• [WHAT THE EXERCISE ASKS]:
Reproduce each line exactly. Skip none.

• [DATA TO USE]:

----

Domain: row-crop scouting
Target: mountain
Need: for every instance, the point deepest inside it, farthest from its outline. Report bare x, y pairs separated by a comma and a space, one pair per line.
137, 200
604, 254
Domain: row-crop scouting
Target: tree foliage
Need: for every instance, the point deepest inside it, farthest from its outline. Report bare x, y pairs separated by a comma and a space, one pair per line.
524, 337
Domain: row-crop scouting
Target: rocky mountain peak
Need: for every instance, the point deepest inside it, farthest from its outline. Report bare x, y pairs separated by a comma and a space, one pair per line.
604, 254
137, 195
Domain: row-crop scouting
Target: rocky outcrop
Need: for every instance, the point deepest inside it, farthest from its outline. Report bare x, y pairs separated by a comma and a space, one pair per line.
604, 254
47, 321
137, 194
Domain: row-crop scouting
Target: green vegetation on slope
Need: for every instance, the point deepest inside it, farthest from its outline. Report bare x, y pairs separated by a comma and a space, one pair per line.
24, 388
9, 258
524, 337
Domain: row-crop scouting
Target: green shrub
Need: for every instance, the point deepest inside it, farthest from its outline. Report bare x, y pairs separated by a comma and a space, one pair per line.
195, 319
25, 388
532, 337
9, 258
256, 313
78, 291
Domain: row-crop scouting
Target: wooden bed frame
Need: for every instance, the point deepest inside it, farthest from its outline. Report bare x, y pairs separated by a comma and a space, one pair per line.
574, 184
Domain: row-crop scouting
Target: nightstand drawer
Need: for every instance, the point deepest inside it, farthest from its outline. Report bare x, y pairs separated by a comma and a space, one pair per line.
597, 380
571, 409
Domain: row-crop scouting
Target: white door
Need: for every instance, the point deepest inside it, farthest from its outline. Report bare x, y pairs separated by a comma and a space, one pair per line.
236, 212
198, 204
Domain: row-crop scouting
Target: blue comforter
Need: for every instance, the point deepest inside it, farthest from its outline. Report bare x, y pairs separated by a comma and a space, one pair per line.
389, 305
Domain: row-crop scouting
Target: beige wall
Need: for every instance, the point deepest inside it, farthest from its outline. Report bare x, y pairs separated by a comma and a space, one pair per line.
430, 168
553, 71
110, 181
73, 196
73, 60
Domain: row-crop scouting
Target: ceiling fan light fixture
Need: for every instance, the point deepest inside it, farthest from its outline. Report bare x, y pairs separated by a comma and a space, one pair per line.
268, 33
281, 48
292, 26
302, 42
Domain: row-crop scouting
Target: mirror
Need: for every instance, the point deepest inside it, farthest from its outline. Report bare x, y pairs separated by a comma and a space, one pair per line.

----

• [REPLY]:
Domain: row-crop scouting
Target: mountain
Need: for every instance, the point deepest inside it, farthest from its outline. Report bare x, y pairs separated by a comma and a space, one pair per line.
137, 200
604, 254
Domain: row-crop scouting
Target: tree foliage
Need: for every instance, the point deepest inside it, farthest from its outline. Report bare x, y pairs separated by a comma and a space, one pair per line.
524, 337
Domain: row-crop scouting
Target: rocky mountain peak
Need: for every instance, the point deepest inside it, farthest from its outline. Report bare x, y pairs separated by a comma and a space, one pair per line.
604, 254
137, 195
Domain: row-crop scouting
Target: rocky outcrop
Need: for every instance, the point deepest inside it, farthest from its outline. Report bare x, y pairs separated by a comma and a space, one pair per line.
604, 254
47, 321
137, 194
Domain: row-crop scouting
Target: green vegetation on slope
Need: for every instance, the point deepest inside it, farthest from its outline. Report bare x, y pairs separated by a comma and a space, one pair per line.
24, 388
9, 258
524, 337
Domain: row-crop scouting
Target: green shrub
Need: for every instance, the point deepest inside it, farthest from its outline. Report bare x, y pairs separated by a comma and a space, one pair per line.
195, 319
25, 388
532, 337
9, 258
256, 313
78, 291
Domain: row-crop scouting
Target: wooden bed frame
Need: for every instance, the point deepest inside it, farthest from its outline. Report bare x, y pairs separated by a comma and a space, one pair per line.
574, 184
Domain: row-crop scouting
Target: nightstand drawer
Need: for every instance, the point deepest inside it, farthest from its outline. Report bare x, y pairs separated by a comma and a space, one pair per line.
597, 380
571, 409
Domain: row-crop scouting
Target: white door
Need: for every instance, the point deepest inside it, farthest from its outline. Report bare x, y pairs separated by a comma and a space, one pair per line.
236, 212
198, 204
Domain: row-crop scouting
Target: blue comforter
Need: for every instance, the point deepest inside it, farthest from its outline. Report bare x, y pairs separated by a comma and a space, one pair per line.
389, 305
Domain: row-crop scouting
Target: beige wall
Need: for every instance, the point deepest inside it, farthest from its outline. Report bare x, y pairs separated by a comma and a space, one pair per line.
430, 168
553, 71
110, 181
73, 196
73, 60
Domain: row-crop scouting
Target: ceiling fan light fixture
Need: for every instance, the point deepest inside it, farthest from its outline. Report bare x, y pairs separated by a comma and a space, one pair per line.
268, 33
281, 48
292, 26
302, 42
Domain: row-crop scouting
Target: mirror
Need: for every instance, the point deepest inside it, farthest from its outline. Report bare x, y pairs separated by a comma and a space, one pair per line.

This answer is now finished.